13. It must be remembered that certain matters are by their very nature such as had better be left to the administrative authorities instead of Courts themselves seeking to substitute their own views and perceptions as to what is the best solution to the problem. The present is clearly an instance where this Court should not interfere with the steps taken by the respondents to resolve a pressing problem. In matters of policy the Courts have a limited role and it should only interfere with the same when it is clearly illegal. That clearly is not the case here. The impugned action is a salutary step for undoing a mischief, which was crying out for redress for a long time, and it is not illegal.
14. As observed by the Supreme Court in Mohd. Hanif Qureshi v. State of Bihar (supra), the Court must presume, that the legislature understands and correctly appreciates the need of its own people. The legislature is free to recognize degrees of harm, and may confine its restrictions to those where the need is deemed to be the clearest. In our opinion, the same principle would apply to executive action also, unless there is clear violation of a statute or a constitutional provision.
15. In our opinion, the State should not be hampered by the Court in dealing with evils at their point of pressure. All legislation, including delegated legislation (such as the kind we are examining) and executive action is essentially ad hoc. Since, social problems nowadays are extremely complicated, this inevitably entails special treatment for distinct social phenomena. If legislation or executive action is to deal with realities it must address itself to variations in society. The State must, therefore, be left with wide latitude in devising ways and means of social control and Regulation, and the Court should not, unless compelled by the law, encroach into this field.
16. As Justice Frankfurter of the U.S. Supreme Court observed in American Federation of Labour v. American Sash and Door Co. [335 US 538 (1949)]:
‘Even where the social undesirability of a law may be convincingly urged, invalidation of the law by a Court debilitates popular Democratic Government. Most laws dealing with social and economic problems are matters of trial and error. That which before trial appears to be demonstrably bad may belie prophecy in actual operation. But, even if a law is found wanting on trial, it is better that its defects should be demonstrated and removed by the legislature than that the law should be aborted by judicial fiat. Such, an assertion of judicial power defeats responsibility from those on whom in a democratic society it ultimately rests. Hence, rather than exercise judicial review Courts should ordinarily allow legislatures to correct their own mistakes wherever possible.’
16.1. In our opinion the same principle would apply to executive action too.

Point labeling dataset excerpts
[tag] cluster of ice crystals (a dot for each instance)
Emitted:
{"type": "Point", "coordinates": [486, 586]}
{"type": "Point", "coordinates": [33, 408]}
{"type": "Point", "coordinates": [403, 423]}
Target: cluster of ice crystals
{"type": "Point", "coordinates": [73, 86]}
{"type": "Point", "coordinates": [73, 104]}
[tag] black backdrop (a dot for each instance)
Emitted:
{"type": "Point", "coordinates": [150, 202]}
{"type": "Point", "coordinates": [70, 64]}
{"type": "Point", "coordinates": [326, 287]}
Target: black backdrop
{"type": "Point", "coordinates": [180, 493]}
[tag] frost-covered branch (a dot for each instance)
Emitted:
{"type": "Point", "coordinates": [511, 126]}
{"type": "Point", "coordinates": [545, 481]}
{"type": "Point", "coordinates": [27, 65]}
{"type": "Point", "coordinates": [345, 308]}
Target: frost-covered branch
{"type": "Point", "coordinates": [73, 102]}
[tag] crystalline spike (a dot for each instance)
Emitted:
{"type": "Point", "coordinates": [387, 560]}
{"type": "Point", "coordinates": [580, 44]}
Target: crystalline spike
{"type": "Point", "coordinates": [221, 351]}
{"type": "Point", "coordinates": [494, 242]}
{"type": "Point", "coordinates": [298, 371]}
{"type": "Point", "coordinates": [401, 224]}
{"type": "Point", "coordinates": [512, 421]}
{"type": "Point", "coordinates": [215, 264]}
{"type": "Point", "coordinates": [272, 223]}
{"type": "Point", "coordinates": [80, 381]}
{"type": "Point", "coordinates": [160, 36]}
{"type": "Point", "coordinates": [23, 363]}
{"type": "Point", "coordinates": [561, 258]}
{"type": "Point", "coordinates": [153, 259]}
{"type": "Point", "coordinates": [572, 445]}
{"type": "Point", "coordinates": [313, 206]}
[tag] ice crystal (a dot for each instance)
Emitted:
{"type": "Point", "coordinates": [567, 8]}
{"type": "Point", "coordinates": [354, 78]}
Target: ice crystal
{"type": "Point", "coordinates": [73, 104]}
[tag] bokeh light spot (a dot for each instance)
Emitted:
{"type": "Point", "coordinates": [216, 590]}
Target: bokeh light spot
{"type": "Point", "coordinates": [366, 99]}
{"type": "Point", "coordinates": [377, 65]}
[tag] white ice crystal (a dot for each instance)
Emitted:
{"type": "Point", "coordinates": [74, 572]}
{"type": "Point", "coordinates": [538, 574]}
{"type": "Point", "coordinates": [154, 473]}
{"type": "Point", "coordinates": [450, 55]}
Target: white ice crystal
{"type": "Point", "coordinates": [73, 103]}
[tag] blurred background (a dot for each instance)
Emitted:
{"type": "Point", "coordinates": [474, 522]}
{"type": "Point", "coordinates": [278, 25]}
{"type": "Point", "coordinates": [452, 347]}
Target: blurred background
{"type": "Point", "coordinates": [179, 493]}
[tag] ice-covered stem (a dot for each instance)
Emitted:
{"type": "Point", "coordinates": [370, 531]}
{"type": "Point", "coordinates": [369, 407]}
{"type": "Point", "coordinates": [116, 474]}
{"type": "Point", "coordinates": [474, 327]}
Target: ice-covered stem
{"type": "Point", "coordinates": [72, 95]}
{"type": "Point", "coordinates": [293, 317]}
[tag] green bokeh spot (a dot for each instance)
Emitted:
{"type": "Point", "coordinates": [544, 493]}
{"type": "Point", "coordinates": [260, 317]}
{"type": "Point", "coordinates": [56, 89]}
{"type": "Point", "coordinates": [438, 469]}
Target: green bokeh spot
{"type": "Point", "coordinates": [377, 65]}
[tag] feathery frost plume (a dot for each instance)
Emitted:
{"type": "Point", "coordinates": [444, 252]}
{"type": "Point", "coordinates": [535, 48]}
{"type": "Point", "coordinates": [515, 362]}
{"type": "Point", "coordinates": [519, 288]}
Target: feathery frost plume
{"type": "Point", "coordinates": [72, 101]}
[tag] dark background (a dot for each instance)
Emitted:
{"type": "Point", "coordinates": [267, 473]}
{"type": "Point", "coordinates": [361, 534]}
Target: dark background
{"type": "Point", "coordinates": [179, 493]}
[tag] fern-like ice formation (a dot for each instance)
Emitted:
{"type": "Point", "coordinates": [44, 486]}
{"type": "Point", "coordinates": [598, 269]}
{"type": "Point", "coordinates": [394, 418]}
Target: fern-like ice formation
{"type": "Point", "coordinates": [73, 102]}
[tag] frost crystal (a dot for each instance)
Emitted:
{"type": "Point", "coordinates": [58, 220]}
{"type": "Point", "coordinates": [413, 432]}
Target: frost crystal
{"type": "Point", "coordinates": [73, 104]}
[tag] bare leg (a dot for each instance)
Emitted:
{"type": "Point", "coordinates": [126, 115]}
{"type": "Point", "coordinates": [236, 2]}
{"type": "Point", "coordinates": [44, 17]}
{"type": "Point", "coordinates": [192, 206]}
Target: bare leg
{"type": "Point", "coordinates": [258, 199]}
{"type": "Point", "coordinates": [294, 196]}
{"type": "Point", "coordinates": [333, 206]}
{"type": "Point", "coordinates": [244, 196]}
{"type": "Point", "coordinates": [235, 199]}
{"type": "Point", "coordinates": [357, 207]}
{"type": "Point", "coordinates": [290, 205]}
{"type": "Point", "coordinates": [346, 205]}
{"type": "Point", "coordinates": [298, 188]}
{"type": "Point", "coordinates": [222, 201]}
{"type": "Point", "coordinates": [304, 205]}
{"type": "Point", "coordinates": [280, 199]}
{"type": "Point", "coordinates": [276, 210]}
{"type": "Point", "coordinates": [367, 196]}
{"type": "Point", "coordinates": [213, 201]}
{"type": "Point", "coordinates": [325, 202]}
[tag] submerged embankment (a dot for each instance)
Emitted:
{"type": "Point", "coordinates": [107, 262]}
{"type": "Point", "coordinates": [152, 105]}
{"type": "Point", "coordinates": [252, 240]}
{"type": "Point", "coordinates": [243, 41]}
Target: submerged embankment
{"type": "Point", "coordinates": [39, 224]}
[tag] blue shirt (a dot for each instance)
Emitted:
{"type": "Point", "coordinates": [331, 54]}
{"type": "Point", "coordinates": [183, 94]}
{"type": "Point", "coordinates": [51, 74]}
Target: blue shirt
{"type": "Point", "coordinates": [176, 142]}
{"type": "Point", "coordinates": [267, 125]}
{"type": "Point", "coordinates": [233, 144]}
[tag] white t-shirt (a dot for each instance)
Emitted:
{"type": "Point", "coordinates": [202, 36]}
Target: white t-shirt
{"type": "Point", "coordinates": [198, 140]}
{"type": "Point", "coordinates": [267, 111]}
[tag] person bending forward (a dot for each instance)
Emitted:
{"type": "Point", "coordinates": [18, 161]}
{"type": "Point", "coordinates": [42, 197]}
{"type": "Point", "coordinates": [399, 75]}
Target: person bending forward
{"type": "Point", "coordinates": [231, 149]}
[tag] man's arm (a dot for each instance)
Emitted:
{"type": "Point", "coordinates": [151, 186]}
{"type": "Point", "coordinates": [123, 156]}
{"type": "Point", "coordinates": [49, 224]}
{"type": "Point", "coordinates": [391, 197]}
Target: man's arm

Set problem 1 - According to the passage on judicial restraint, when should the Court interfere in matters of policy?
Set problem 2 - Write the next part of the passage on judicial restraint, picking up after its final sentence.
These records have no connection to the passage on judicial restraint.

Exercise result 1 - Only when the action is clearly illegal.

Exercise result 2 -
17. Similarly, in his dissenting judgment in New State Ice Co. v. Liebemann [285 U.S. 262 (1932)], Mr. Justice Brandeis, the celebrated Judge of the U.S. Supreme Court observed that the government must be left free to engage in social experiments. Progress in the Social Sciences, as in the Physical Sciences, depends on ‘a process of trial and error’ and Courts must not interfere with necessary experiments.
18. Justice Brandeis also observed:
‘To stay experimentation in things social and economic is a grave responsibility. Denial of the right to experiment may be fraught with serious consequences to the Nation.’
19. On the facts of the case, we are of the opinion that the appellants and other wholesale traders should shift to the wholesale markets at the outskirts or outside the city limits of Gauhati.
20. If the markets are not constructed yet, they will be constructed by the government, the municipalities and other authorities in consultation with the representatives of the wholesale traders of Gauhati and allotments made within a period of one year from today. For this purpose a Committee shall be set up under the Chairmanship of the concerned Secretary of Government of Assam and having members from the representatives of the Gauhati municipality and other authorities, and also representatives of the associations of whole-sellers of fruits and vegetables and grains etc., as well as representatives from the electricity department, water department, telephone department, police etc. This Committee shall form a rational plan for allotment of the existing wholesale markets inside the Gauhati city to the new wholesale market (which will be constructed, if has not already been constructed).
21. All whole-sellers inside Gauhati city shall be allowed to apply for allotment for adequate land for the wholesale market at the outskirts of or beyond Gauhati city. If such applications are made the same will be decided in a fair and non-arbitrary manner without any pick and choose. The entire exercise including allotments must be completed within one year from today.
22. With the observations made above, the appeals stand disposed of. No costs.